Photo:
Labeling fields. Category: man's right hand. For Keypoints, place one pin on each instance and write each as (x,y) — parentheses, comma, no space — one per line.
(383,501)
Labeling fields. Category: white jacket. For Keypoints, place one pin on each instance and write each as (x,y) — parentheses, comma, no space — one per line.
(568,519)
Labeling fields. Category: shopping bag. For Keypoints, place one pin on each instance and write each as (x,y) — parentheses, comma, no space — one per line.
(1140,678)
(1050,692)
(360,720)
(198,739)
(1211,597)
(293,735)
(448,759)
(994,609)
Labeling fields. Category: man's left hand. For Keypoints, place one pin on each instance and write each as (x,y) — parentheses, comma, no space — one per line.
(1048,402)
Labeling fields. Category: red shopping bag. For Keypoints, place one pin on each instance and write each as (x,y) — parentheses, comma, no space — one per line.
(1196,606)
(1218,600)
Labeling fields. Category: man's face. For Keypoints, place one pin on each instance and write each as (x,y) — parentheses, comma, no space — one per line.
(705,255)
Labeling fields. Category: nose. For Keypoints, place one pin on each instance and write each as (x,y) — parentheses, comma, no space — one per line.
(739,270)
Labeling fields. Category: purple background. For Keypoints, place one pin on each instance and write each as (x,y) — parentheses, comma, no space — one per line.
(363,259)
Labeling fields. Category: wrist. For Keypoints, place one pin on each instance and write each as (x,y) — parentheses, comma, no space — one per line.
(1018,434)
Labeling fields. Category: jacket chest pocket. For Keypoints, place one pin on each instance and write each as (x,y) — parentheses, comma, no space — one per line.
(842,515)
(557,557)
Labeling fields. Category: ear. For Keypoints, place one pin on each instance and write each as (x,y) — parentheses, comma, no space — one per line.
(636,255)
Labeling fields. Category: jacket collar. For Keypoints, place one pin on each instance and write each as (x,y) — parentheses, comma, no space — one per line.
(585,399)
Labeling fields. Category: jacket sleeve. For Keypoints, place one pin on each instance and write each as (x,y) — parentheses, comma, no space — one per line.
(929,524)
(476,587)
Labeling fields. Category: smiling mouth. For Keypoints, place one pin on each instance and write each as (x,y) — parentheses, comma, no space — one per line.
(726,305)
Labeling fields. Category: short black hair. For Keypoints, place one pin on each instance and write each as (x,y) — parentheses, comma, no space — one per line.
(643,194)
⁂
* **WORK TASK**
Set down every record above exactly as given.

* **TASK RESPONSE**
Photo:
Labeling fields. Category: man's right hand. For Keypoints, place one pin on each instance and write each as (x,y) — parentheses, comma, no space — one per line.
(383,501)
Labeling fields. Category: white jacket. For Keypoints, place one pin on each instance and write each as (x,y) — parentheses, comma, no space — one per line.
(568,519)
Labeling fields. Category: shopping bag. For Keypoints, place one pin on each instance and write each as (x,y) — parentheses, comma, no space — one per line.
(1140,678)
(1050,692)
(360,720)
(198,739)
(1211,597)
(293,735)
(448,759)
(994,609)
Labeling fields. Category: man's left hand. For Keypoints, place one pin on each instance and write each as (x,y) — parentheses, comma, no space — one per line.
(1048,402)
Labeling fields. Category: red shopping bag. For Keypoints, place one pin on each instance and write each as (x,y) — parentheses, comma, no space — one per line.
(1196,606)
(1218,600)
Labeling fields. Category: man's face. For Keypoints, place one pin on each instance and write each as (x,y) — parentheses, comma, no space — one per line.
(705,255)
Labeling fields. Category: nose. For Keypoints, place one pin on each instance and write each as (x,y) — parentheses, comma, no space — one per line.
(739,270)
Labeling fields. Category: purple background. For Keypoints, place one pin on each instance and write each as (x,y) — parentheses, comma, no space — one per line.
(363,259)
Labeling fields. Category: wrist. For Keypoints, place one pin on each instance and write each as (x,y) — parentheses, comma, no space — one per line.
(1018,434)
Labeling fields. Category: jacket chest pocket. For Keypoints, place one pin on each instance and write each as (x,y) — parentheses, comma, no space — one per line.
(842,515)
(557,557)
Labeling fields. Category: ear. For Keypoints, place one pin on each instance and write each as (x,y) — parentheses, comma, no space — one per line.
(636,255)
Labeling fields. Category: jacket collar. For Keypoints, place one pin on each instance and write each as (x,y) — parentheses, comma, no space — one per line.
(585,399)
Labeling fields. Category: jacket sleeve. For Keypoints, place one pin on each instance and write each as (x,y) — parentheses, comma, no space — one per line.
(929,524)
(476,587)
Labeling fields. Category: smiling mouth. For Keypoints, place one pin on each instance and write each as (x,y) — parentheses, comma, no space — one per line.
(726,305)
Labeling fields. Category: short black hair. For Keypoints, place one pin on each instance and write each as (x,y) — parentheses, comma, no space — one per line.
(643,194)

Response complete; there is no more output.